Les consignes:
1. Traduisez en anglais cette phrase de l'extrait : « Par une ordonnance n° 1800367 du 31 mai 2018, le juge des référés du tribunal administratif de La Réunion a fait droit à sa demande. »
2. Recopiez à l'identique, s'il vous plaît, le passage de l'extrait qui va de « Vu les autres » à « Pellissier, rapporteur public. ».

━━━ Extrait à lire ━━━

Vu la procédure suivante :
La société Protection Sécurité Sud Réunion (PSSR) a demandé au juge des référés du tribunal administratif de La Réunion, sur le fondement de l'article L. 551-1 du code de justice administrative, d'annuler la procédure de passation du lot n° 1 d'un marché public de prestations de surveillance, gardiennage et sécurité incendie engagée par la région Réunion.
Par une ordonnance n° 1800367 du 31 mai 2018, le juge des référés du tribunal administratif de La Réunion a fait droit à sa demande.
Par un pourvoi, un mémoire en réplique et un nouveau mémoire, enregistrés les 11 juillet, 19 octobre et 12 novembre 2018 au secrétariat du contentieux du Conseil d'Etat, la région Réunion demande au Conseil d'Etat :
1°) d'annuler cette ordonnance ;
2°) statuant en référé, de rejeter la demande de la société PSSR ;
3°) de mettre à la charge de la société PSSR la somme de 5 000 euros au titre de l'article L. 761-1 du code de justice administrative.
Vu les autres pièces du dossier ;
Vu :
- le code du travail ;
- l'ordonnance n° 2016-65 du 29 janvier 2016 ;
- le décret n° 2016-360 du 25 mars 2016 ;
- la convention collective nationale des entreprises de prévention et de sécurité ;
- le code de justice administrative ;
Après avoir entendu en séance publique :
- le rapport de M. Marc Pichon de Vendeuil, maître des requêtes,
- les conclusions de M. Gilles Pellissier, rapporteur public.

━━━ Informations fournies ━━━

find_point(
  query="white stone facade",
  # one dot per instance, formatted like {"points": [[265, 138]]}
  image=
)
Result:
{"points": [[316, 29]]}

━━━

Les réponses:
1. By order no. 1800367 of May 31, 2018, the interim relief judge of the Administrative Court of La Réunion granted its request.

2.
Vu les autres pièces du dossier ;
Vu :
- le code du travail ;
- l'ordonnance n° 2016-65 du 29 janvier 2016 ;
- le décret n° 2016-360 du 25 mars 2016 ;
- la convention collective nationale des entreprises de prévention et de sécurité ;
- le code de justice administrative ;
Après avoir entendu en séance publique :
- le rapport de M. Marc Pichon de Vendeuil, maître des requêtes,
- les conclusions de M. Gilles Pellissier, rapporteur public.